**MATERIAL FOR THIS TASK**
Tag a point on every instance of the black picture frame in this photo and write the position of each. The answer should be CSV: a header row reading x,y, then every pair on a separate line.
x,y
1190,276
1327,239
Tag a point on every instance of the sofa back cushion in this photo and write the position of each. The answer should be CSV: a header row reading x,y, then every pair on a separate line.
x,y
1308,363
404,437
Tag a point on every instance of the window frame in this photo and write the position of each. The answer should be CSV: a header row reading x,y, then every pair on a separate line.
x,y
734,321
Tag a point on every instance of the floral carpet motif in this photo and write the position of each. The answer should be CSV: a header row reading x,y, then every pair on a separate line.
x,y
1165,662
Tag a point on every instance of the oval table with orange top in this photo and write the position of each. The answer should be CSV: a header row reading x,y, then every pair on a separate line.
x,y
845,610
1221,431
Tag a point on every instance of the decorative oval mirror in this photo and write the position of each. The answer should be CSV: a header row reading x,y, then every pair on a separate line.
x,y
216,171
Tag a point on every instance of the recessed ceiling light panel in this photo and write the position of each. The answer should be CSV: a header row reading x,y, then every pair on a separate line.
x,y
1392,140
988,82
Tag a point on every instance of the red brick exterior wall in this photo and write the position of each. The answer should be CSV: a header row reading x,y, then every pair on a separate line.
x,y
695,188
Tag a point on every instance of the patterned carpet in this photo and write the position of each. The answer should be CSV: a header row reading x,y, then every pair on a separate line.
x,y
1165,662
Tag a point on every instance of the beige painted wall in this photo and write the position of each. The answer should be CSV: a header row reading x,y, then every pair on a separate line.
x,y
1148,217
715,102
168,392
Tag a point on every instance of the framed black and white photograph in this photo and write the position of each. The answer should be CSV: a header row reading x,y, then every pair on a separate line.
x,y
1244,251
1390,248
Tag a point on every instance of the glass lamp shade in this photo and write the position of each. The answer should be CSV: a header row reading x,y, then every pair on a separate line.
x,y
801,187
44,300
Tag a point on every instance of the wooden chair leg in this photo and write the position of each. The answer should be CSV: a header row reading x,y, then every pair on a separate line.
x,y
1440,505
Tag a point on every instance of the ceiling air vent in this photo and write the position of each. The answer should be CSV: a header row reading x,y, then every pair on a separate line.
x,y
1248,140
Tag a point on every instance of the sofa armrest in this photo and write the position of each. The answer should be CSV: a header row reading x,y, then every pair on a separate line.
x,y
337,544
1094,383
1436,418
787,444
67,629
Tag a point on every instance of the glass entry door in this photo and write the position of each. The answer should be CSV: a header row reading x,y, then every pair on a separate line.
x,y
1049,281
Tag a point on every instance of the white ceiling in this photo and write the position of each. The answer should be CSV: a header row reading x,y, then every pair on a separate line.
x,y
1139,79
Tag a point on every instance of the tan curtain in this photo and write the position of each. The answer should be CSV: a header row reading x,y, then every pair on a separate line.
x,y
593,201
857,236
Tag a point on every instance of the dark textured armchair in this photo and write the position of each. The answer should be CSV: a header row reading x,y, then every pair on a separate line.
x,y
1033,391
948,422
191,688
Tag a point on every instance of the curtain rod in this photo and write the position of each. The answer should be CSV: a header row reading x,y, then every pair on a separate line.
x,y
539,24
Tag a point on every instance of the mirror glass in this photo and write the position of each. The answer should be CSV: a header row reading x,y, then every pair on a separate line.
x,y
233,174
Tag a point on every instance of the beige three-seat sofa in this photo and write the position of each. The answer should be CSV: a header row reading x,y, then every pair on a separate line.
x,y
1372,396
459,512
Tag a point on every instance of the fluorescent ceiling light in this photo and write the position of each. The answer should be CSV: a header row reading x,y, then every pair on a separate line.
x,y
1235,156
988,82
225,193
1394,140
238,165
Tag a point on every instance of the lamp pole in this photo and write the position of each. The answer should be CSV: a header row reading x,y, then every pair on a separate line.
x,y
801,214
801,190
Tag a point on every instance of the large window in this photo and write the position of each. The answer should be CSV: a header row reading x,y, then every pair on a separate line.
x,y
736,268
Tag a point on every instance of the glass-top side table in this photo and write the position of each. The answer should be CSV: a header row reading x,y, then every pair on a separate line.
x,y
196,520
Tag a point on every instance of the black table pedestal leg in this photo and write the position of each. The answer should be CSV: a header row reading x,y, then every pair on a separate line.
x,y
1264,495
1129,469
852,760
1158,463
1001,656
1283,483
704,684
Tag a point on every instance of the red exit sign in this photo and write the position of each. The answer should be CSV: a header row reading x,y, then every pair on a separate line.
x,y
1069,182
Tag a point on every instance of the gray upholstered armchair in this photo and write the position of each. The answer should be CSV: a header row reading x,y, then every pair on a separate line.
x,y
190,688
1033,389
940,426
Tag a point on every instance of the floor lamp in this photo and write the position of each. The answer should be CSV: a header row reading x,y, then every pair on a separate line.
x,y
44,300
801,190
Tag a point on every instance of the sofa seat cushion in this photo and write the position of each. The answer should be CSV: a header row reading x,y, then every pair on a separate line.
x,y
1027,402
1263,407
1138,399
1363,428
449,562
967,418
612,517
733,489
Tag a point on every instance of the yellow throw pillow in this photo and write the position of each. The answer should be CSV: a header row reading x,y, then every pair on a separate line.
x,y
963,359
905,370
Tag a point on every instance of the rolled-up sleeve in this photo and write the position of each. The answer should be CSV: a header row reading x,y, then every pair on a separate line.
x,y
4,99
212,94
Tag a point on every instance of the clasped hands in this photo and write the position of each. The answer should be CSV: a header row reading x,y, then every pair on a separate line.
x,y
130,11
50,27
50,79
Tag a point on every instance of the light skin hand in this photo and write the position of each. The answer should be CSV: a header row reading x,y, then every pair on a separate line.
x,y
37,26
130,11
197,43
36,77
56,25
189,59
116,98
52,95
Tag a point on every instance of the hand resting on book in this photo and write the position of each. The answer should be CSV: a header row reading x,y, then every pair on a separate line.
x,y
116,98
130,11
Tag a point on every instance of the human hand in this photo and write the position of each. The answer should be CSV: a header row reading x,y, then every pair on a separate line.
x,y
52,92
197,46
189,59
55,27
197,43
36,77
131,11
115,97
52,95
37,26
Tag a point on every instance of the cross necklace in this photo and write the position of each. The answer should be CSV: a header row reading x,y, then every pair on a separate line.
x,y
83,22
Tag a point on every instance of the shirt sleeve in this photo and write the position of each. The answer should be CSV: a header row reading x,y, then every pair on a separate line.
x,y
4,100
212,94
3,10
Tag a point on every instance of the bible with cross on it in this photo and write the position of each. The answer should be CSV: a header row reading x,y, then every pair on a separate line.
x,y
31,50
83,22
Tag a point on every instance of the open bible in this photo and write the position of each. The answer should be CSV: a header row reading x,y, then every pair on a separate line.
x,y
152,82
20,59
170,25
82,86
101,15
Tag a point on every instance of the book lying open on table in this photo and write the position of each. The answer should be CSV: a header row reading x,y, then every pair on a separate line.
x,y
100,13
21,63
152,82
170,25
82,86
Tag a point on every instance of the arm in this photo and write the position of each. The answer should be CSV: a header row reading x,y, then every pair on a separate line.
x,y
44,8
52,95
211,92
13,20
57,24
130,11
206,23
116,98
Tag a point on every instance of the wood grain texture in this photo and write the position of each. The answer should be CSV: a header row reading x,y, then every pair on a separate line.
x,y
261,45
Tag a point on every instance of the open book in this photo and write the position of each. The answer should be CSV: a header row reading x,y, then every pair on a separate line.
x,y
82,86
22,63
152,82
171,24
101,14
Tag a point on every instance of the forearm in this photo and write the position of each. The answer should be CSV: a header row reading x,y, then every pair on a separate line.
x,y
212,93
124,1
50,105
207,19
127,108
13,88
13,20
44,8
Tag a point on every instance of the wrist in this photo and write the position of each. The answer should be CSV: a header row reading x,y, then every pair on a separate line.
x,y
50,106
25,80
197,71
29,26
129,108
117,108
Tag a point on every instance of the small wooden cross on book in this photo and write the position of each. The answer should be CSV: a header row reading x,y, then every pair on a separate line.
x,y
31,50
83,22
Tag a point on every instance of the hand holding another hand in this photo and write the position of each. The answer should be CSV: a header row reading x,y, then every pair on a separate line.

**DIRECTIVE**
Your task is to write out the lines from the one with "Tag a point on every instance of the forearm" through the end of the records, exactly and with nothing added.

**WRITTEN RESPONSE**
Tag a point on every instance of the forearm in this photo and write the position of each. The answer should be CSV: a header row reading x,y, then every pair on a separate line.
x,y
212,93
124,1
50,105
207,19
127,108
13,88
13,20
44,8
Tag a point on every instance of the wrist in this photo and write the position of each. The answer should be CSV: a header row reading x,y, then every pair on a separate line.
x,y
50,106
25,80
197,71
29,26
129,108
117,108
Tag a point on every instance of the small wooden cross on book in this photo and write the position of each. The answer should be CSV: a header row reading x,y, then every pair on a separate line.
x,y
31,50
83,22
Tag a point on every instance of the hand holding another hand in this photo and write the position of each. The answer should be CSV: a header row reading x,y, then every pair on a separate line.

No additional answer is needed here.